▶ **Data entries**:
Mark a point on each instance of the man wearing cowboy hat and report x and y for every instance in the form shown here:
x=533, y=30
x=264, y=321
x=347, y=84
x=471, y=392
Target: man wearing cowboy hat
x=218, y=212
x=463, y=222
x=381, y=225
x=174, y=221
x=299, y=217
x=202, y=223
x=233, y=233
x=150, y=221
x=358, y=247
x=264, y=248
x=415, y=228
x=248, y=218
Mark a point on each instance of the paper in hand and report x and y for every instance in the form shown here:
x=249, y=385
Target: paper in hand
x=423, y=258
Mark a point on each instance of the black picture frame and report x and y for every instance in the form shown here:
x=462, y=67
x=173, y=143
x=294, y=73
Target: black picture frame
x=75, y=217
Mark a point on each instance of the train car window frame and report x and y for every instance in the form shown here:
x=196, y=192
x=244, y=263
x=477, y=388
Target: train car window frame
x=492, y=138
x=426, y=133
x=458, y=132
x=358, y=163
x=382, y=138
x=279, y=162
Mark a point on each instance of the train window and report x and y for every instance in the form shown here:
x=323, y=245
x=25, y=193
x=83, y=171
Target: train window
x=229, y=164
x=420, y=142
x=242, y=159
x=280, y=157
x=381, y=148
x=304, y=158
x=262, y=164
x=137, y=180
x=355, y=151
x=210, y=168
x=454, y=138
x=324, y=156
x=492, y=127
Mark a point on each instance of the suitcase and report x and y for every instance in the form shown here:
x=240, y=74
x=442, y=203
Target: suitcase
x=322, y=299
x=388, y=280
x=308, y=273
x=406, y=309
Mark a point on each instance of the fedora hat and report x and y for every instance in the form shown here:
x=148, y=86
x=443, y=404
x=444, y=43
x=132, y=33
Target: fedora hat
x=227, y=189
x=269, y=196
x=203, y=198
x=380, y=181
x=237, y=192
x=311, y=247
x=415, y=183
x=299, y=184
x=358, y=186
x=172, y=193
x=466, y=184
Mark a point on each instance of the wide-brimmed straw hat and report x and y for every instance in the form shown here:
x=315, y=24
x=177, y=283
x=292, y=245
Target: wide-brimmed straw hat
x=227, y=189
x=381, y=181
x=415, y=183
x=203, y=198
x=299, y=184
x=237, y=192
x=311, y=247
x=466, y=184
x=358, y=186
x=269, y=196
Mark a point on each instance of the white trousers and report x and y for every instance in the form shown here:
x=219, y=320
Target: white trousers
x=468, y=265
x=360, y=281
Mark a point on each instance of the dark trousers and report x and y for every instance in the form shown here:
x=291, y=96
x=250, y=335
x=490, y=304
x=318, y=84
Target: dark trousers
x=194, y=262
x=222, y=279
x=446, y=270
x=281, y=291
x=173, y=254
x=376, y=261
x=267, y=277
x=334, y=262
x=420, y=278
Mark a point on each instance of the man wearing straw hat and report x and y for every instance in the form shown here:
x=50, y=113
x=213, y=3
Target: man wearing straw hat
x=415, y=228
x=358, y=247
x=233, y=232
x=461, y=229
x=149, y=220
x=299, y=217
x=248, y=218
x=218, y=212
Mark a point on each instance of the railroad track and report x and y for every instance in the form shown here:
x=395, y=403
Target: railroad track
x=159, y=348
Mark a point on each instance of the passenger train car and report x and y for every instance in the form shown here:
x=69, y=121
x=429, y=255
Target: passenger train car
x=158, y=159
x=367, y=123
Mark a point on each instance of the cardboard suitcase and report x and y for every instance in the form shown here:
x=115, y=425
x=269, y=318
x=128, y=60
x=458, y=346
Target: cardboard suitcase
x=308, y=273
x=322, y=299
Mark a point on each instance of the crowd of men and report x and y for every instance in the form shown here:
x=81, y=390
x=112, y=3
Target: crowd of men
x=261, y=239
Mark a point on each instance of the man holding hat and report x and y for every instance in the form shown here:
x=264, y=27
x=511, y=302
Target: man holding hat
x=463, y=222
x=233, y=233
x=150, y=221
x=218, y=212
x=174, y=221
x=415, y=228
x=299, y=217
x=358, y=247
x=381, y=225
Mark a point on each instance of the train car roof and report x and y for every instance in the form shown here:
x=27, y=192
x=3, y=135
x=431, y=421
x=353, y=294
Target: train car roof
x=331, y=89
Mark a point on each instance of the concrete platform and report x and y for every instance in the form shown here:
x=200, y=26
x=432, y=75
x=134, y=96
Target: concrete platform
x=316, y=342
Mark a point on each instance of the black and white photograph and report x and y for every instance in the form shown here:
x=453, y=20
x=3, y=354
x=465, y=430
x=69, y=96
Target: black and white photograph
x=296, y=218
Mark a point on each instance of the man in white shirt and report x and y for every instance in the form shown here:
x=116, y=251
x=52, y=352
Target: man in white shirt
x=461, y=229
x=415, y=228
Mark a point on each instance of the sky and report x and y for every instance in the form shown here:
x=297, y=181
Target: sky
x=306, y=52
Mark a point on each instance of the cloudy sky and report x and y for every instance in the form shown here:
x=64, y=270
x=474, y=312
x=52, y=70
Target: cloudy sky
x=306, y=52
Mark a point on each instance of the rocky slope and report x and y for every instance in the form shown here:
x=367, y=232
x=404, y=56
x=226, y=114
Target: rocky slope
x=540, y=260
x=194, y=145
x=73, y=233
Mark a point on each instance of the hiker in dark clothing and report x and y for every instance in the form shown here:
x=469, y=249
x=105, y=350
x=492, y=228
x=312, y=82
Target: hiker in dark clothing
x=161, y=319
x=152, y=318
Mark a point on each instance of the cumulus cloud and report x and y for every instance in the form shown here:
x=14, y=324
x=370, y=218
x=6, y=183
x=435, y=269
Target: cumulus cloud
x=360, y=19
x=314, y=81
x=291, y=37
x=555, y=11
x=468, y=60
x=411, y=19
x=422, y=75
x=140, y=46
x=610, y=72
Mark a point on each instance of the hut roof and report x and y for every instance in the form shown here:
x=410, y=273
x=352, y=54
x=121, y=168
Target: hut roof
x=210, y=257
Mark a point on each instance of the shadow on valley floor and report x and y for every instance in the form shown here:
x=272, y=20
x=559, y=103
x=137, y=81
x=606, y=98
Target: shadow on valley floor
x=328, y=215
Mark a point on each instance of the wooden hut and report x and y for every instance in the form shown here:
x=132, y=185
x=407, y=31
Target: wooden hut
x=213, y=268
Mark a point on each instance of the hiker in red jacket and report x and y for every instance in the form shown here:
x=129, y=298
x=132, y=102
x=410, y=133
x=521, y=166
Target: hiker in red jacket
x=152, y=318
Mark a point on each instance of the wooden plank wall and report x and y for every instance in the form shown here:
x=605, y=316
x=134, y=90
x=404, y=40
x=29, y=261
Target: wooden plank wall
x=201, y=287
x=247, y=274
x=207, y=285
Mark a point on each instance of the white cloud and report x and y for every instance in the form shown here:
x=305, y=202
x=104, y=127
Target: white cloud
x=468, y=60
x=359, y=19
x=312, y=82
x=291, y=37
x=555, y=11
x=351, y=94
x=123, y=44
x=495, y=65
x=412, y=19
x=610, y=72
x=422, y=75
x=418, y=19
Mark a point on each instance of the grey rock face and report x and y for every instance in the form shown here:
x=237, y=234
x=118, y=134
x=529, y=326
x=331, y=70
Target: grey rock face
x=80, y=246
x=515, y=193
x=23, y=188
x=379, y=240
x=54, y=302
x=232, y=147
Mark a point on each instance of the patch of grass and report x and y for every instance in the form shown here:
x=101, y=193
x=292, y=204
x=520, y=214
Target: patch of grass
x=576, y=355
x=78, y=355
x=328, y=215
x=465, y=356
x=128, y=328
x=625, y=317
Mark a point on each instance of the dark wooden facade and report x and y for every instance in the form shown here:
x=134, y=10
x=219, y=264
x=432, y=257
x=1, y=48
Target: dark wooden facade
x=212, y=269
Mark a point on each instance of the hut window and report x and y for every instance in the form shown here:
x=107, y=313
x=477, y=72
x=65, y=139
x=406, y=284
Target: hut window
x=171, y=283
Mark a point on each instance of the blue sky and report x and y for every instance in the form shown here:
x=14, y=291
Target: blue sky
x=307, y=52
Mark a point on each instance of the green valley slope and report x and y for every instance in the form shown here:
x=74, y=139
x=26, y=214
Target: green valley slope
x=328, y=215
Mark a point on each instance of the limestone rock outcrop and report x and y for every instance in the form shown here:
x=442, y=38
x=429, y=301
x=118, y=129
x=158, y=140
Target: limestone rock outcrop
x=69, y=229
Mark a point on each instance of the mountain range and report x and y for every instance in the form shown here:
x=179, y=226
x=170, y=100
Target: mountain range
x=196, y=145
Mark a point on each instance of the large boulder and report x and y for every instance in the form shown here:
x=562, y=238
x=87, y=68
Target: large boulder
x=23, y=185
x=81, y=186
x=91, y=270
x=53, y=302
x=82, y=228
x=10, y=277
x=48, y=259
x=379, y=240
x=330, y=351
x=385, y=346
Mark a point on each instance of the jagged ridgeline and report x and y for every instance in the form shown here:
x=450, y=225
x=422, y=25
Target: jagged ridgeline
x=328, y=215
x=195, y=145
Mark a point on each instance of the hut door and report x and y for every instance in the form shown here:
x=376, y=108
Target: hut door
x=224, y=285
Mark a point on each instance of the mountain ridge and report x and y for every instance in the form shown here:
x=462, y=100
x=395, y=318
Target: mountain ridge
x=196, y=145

▶ **The request**: Update the stretch from the line containing "Mark a point on each instance of the railroad" through the line containing "x=159, y=348" so that "railroad track" reads "rail line", with everything else unchanged. Return only those lines.

▶ **Written answer**:
Mark a point on each instance of the rail line and report x and y for every instance in the form shown here:
x=395, y=403
Target: rail line
x=159, y=348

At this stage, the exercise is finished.